Task goal – Which lines in the entries below contain the string "shorts"? Show each such line in full, and treat case as significant.

BEGIN Information provided

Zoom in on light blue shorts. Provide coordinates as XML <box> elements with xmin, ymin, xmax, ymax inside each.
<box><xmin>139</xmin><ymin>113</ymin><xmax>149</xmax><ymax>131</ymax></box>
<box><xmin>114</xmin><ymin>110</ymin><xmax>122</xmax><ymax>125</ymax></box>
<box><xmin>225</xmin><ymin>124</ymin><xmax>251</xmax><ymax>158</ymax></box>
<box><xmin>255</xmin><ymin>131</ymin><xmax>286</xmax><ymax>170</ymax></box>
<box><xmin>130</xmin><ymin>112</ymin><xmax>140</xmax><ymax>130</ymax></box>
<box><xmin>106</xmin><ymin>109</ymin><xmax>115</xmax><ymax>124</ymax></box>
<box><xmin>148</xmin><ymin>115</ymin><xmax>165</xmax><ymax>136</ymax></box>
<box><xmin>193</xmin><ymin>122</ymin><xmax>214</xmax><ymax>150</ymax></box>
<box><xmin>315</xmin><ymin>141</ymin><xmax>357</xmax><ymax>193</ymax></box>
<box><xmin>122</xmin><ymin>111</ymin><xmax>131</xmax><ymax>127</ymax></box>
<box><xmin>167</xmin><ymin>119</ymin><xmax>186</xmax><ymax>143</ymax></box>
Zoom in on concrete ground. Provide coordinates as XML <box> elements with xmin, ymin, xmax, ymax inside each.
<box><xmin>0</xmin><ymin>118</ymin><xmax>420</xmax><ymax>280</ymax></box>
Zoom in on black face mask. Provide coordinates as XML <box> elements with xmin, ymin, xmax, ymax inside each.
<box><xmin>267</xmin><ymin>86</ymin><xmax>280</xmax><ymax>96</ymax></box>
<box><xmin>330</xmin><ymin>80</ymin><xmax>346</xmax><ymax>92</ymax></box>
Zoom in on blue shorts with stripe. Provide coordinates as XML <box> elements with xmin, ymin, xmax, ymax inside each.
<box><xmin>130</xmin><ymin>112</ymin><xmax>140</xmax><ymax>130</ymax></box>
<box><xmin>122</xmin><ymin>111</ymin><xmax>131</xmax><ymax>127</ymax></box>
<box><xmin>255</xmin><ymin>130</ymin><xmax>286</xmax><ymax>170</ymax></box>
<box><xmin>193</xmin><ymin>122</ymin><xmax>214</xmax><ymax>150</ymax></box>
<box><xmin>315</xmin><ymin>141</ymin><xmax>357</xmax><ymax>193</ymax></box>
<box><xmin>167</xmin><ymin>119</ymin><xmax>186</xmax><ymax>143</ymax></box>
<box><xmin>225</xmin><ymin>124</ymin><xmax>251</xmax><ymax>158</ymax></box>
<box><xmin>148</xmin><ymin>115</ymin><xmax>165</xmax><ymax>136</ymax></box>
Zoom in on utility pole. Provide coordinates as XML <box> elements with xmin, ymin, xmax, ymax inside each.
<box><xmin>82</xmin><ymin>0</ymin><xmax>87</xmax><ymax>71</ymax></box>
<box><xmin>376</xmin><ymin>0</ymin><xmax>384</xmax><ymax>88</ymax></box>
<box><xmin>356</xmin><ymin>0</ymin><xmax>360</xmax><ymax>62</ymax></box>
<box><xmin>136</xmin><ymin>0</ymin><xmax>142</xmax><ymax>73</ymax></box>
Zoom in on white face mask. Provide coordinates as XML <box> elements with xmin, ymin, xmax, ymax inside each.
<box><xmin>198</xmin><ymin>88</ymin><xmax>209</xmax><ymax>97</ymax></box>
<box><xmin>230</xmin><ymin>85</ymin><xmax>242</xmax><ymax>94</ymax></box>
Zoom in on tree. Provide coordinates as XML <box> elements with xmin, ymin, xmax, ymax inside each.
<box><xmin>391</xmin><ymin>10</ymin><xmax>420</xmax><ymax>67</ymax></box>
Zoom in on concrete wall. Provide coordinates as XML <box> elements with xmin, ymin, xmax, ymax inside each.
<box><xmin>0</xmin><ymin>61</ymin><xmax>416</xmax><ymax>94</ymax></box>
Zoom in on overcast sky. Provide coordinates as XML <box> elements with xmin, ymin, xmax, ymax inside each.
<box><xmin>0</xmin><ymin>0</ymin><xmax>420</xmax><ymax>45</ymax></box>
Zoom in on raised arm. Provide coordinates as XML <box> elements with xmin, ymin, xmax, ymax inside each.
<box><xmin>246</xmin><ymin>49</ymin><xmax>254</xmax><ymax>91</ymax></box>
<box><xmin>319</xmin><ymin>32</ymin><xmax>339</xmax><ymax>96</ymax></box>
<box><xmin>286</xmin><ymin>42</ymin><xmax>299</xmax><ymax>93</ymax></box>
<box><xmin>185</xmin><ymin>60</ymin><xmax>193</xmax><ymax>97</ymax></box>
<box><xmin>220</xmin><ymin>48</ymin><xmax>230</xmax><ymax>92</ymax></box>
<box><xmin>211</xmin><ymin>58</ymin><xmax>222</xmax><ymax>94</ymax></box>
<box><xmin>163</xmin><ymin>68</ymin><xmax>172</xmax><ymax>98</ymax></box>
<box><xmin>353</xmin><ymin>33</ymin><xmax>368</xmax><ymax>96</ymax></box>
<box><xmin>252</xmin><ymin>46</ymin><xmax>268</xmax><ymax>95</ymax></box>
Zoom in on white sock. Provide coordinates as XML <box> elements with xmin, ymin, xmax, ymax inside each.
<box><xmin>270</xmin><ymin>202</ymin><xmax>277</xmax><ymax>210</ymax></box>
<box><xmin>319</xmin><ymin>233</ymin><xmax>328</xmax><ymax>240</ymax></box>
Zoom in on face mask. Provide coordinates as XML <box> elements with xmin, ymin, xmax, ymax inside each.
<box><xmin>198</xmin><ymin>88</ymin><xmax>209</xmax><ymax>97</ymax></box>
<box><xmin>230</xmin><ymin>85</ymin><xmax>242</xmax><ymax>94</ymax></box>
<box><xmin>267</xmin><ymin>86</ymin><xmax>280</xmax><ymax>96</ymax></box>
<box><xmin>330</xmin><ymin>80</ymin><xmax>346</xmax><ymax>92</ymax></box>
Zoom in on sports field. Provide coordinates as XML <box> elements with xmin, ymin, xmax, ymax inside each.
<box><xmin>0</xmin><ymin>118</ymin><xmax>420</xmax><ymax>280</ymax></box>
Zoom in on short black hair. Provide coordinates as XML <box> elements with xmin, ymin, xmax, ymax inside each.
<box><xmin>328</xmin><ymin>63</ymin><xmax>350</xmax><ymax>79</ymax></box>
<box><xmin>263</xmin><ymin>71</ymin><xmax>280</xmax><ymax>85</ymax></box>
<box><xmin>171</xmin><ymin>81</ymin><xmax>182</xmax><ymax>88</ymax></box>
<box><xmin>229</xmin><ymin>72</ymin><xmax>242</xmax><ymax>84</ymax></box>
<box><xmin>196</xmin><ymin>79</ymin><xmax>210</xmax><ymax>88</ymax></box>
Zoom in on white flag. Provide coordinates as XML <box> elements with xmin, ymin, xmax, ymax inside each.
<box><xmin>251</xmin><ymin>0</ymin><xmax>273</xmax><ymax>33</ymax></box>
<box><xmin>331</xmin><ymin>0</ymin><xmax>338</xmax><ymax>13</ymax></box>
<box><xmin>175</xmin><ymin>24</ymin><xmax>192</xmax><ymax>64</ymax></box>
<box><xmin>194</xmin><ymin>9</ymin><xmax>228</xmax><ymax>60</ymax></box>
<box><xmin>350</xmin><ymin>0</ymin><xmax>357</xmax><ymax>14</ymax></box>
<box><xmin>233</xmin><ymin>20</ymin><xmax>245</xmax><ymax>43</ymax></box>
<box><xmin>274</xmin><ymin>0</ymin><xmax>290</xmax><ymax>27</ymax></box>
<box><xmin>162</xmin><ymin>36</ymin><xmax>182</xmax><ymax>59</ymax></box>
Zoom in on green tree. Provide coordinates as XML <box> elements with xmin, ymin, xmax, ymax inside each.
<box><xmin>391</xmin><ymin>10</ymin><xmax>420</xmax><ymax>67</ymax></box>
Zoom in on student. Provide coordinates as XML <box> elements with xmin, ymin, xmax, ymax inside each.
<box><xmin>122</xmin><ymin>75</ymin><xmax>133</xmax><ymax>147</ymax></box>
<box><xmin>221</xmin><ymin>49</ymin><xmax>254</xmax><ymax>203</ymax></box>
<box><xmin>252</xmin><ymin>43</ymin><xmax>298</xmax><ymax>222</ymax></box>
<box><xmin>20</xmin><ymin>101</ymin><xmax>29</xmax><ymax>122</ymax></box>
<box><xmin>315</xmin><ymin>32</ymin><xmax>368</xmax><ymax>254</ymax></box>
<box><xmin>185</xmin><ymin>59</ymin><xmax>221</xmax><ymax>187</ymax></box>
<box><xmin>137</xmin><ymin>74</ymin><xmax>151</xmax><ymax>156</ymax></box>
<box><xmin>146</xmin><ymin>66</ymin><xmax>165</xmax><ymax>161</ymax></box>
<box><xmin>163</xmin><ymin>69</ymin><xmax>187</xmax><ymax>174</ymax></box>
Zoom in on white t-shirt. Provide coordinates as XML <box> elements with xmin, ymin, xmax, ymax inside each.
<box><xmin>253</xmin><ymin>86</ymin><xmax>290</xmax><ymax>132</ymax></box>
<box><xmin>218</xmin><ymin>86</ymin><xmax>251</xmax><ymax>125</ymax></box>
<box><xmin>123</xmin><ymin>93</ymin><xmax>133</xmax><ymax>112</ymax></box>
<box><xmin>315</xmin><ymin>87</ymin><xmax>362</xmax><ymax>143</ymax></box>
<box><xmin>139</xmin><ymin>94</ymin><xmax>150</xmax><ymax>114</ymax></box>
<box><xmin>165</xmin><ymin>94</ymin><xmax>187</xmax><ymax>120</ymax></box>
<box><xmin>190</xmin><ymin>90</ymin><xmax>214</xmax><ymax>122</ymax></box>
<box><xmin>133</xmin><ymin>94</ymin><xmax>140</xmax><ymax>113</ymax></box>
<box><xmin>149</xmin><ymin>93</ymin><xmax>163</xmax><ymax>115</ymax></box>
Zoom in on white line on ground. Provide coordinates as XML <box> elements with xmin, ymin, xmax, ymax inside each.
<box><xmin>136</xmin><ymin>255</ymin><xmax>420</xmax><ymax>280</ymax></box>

END Information provided
BEGIN Information provided

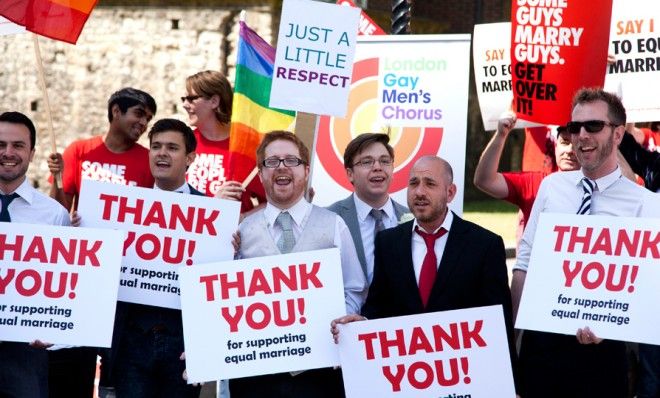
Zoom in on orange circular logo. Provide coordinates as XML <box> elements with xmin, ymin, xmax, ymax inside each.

END Information provided
BEGIN Information provided

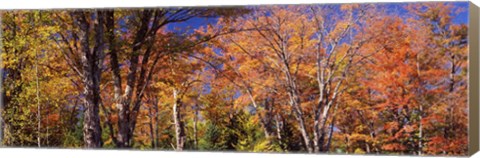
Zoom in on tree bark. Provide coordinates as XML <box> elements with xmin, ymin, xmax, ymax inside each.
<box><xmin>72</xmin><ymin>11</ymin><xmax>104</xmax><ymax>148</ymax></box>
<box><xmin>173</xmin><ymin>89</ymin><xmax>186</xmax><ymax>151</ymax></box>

END Information provided

Output for this task –
Zoom in on light blue shorts. Provide coordinates as XML <box> elements with xmin, ymin, xmax, ymax inside each.
Zoom in on blue shorts with stripe. Provide coordinates as XML <box> elements with xmin, ymin, xmax, ymax inside each.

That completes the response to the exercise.